WHAT NEEDS TO BE DONE ▸ For each statement below, decide whether it agrees with the post on Ockham’s Razor; answer yes or no and quote the decisive words from the post. 1. The writer had misinterpreted Ockham’s Razor for several years. 2. The writer holds that, of two fits with equal support that differ only in complexity, inferences should come from the simpler one. 3. Stacking is offered as a possible approach when the two fits come from compatible model families.

SOURCE EXCERPT ▸
Ockham’s Razor is about what to believe when we have no evidence, not how to pick between theories supported by equal amounts of evidence.
In slighly longer form
I’m in the middle of The Science of Conjecture and I just realized that I’ve been misinterpreting Ockham’s Razor for the last several years. Ockham’s Razor says:
Entities are not to be multiplied without necessity.
For a long time, I’d taken this to mean:
The best explanation is the simplest explanation that takes all the variables into account.
In statistical terms we might phrase this as “bet on sparsity”. Up until today I thought that this was a maxim we might appeal to in the model selection phase of modeling: given fits \(F_1\) and \(F_2\) with equal levels of support (say, WAIC), we should make inferences from the fit with fewer effective degrees of freedom.
But if \(F_1\) and \(F_2\) only differ in complexity, there’s no reason (statistical or philosophical) to prefer inferences made from one of the fits1. To borrow John Myle White’s language: both fits represent pseudo-truths under different models.
How should we perform inference given that we have two fits equally supported by the evidence at hand? In some cases, \(F_1\) and \(F_2\) come from model families that are “compatible” in some sense, and we might be able to use stacking (i.e. as recently proposed by Yao et al or as in van der Laan’s TMLE).

PROVIDED DATA ▸
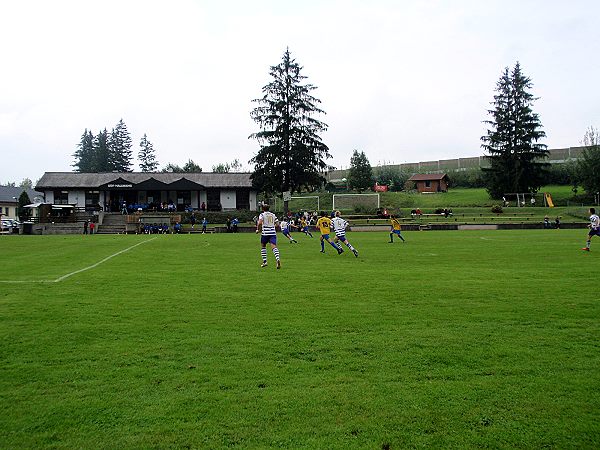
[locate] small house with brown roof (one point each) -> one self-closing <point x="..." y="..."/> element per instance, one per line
<point x="430" y="182"/>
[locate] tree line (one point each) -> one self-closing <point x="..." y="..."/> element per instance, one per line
<point x="292" y="156"/>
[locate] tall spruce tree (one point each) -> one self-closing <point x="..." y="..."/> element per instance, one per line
<point x="120" y="153"/>
<point x="516" y="157"/>
<point x="101" y="153"/>
<point x="360" y="175"/>
<point x="292" y="155"/>
<point x="84" y="155"/>
<point x="588" y="165"/>
<point x="147" y="156"/>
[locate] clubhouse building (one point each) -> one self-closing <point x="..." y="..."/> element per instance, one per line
<point x="149" y="191"/>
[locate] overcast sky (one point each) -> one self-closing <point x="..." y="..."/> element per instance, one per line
<point x="400" y="80"/>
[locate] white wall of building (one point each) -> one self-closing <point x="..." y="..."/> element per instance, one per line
<point x="253" y="200"/>
<point x="49" y="195"/>
<point x="228" y="199"/>
<point x="77" y="198"/>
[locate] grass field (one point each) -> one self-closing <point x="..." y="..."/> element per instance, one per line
<point x="452" y="340"/>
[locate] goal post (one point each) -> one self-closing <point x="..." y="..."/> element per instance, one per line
<point x="306" y="202"/>
<point x="356" y="202"/>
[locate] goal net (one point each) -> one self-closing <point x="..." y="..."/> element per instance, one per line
<point x="305" y="203"/>
<point x="365" y="203"/>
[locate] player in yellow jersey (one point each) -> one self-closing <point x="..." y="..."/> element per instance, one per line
<point x="396" y="229"/>
<point x="304" y="226"/>
<point x="324" y="225"/>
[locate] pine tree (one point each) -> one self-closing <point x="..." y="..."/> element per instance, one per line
<point x="146" y="156"/>
<point x="120" y="153"/>
<point x="588" y="165"/>
<point x="360" y="175"/>
<point x="292" y="154"/>
<point x="84" y="155"/>
<point x="101" y="153"/>
<point x="515" y="156"/>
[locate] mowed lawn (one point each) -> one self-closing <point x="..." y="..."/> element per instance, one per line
<point x="453" y="340"/>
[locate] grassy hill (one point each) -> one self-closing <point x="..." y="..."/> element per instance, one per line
<point x="462" y="201"/>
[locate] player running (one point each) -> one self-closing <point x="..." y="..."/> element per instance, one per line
<point x="286" y="228"/>
<point x="304" y="226"/>
<point x="267" y="221"/>
<point x="594" y="228"/>
<point x="339" y="226"/>
<point x="324" y="224"/>
<point x="395" y="229"/>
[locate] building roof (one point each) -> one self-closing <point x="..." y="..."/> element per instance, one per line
<point x="428" y="177"/>
<point x="8" y="192"/>
<point x="74" y="180"/>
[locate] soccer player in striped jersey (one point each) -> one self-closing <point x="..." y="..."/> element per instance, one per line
<point x="324" y="224"/>
<point x="304" y="227"/>
<point x="396" y="229"/>
<point x="594" y="228"/>
<point x="339" y="227"/>
<point x="266" y="226"/>
<point x="286" y="228"/>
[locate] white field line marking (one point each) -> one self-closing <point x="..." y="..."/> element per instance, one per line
<point x="64" y="277"/>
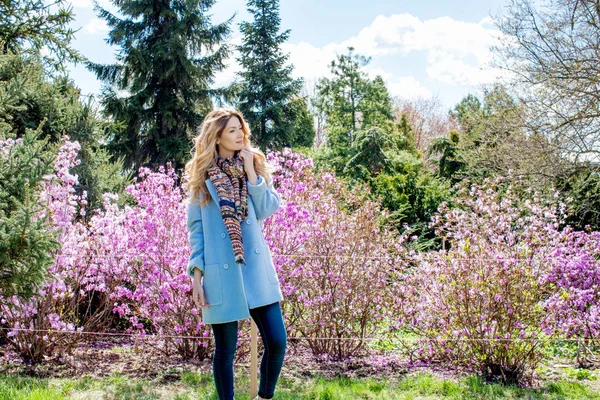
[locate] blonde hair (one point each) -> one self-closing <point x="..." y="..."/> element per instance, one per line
<point x="205" y="153"/>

RESPONSE BELOW ▸
1. Yes: "I’ve been misinterpreting Ockham’s Razor for the last several years"
2. No: "there’s no reason (statistical or philosophical) to prefer inferences made from one of the fits"
3. Yes: "we might be able to use stacking"